Data for analysis Block Start

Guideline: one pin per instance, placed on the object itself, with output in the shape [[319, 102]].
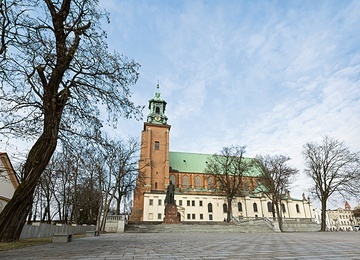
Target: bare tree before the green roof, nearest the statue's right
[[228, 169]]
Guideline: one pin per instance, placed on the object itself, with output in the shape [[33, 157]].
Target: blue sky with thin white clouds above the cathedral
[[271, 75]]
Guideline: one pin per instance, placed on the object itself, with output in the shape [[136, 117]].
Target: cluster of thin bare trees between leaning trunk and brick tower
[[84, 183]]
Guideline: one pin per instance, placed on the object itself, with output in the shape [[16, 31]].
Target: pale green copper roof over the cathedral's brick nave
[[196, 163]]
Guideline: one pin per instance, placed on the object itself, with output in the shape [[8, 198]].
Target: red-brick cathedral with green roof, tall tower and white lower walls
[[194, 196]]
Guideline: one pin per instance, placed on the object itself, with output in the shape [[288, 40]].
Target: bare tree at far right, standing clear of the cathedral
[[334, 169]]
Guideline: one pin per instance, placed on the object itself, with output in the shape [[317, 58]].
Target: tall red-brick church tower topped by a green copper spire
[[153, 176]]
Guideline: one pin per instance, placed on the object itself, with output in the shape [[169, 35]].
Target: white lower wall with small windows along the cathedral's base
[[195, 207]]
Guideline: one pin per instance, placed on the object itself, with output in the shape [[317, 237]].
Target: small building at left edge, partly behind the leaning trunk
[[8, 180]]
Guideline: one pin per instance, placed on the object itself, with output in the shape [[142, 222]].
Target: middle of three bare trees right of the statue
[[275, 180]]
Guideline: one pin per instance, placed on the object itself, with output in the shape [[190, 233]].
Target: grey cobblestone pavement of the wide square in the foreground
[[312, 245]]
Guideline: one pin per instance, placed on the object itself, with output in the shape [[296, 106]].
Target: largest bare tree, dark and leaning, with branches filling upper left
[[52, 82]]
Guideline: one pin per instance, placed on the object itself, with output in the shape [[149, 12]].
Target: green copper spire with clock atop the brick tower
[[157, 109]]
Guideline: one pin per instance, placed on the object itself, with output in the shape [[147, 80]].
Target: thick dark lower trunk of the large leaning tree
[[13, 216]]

Data for analysis Block End

What is needed = Repeat every entry above precisely, leaving each picture out.

Exercise response =
Guideline: one pin per instance, placed on the object itself, with output in the shape [[319, 102]].
Target: bare tree before the green roof, nearest the statue's right
[[228, 169]]
Guideline: one pin per instance, placed on the object itself, with output in the shape [[33, 157]].
Target: blue sky with thin white clouds above the cathedral
[[271, 75]]
Guideline: one pin per instance, placed on the object itself, with output in the shape [[136, 117]].
Target: cluster of thin bare trees between leaning trunk and brick tower
[[84, 183]]
Guideline: one pin per instance, placed on the object itself, with output in the shape [[16, 31]].
Target: pale green copper roof over the cathedral's brick nave
[[196, 163]]
Guideline: one pin per instance, placed on the object itself, with output in the shape [[8, 198]].
Target: red-brick cathedral with green roof, tall tower and white lower walls
[[194, 196]]
Guideline: one pin per instance, placed on the object itself, with output in the shape [[288, 40]].
Target: bare tree at far right, standing clear of the cathedral
[[334, 169]]
Guideline: one pin per instance, placed on the object itself, with output in the shape [[317, 58]].
Target: tall red-brick church tower topped by a green copper spire
[[153, 176]]
Guideline: one pin per instance, placed on the object itself, with output in the shape [[169, 35]].
Target: white lower wall with small windows along the cathedral's base
[[195, 207]]
Guideline: one pin per instance, placed on the object itself, with output in the shape [[317, 237]].
Target: small building at left edge, partly behind the leaning trunk
[[8, 180]]
Guideline: one pin per instance, placed on the object itself, with output in the shape [[142, 222]].
Target: middle of three bare trees right of the statue
[[275, 180]]
Guideline: one pin per instance, placed on the object itself, with output in the shape [[190, 233]].
Target: grey cobblestone pavement of the wide square in the foreground
[[312, 245]]
Guideline: one pin per instance, placed on the object itself, with output in the shape [[296, 106]].
Target: largest bare tree, dark and leaning, with branches filling upper left
[[52, 82]]
Guideline: one pin per instance, placed on the object itself, with output in the shape [[149, 12]].
Target: green copper spire with clock atop the brick tower
[[157, 109]]
Guideline: one pin per instance, placed on the object itself, with output in the shape [[147, 80]].
Target: thick dark lower trunk of the large leaning tree
[[13, 216]]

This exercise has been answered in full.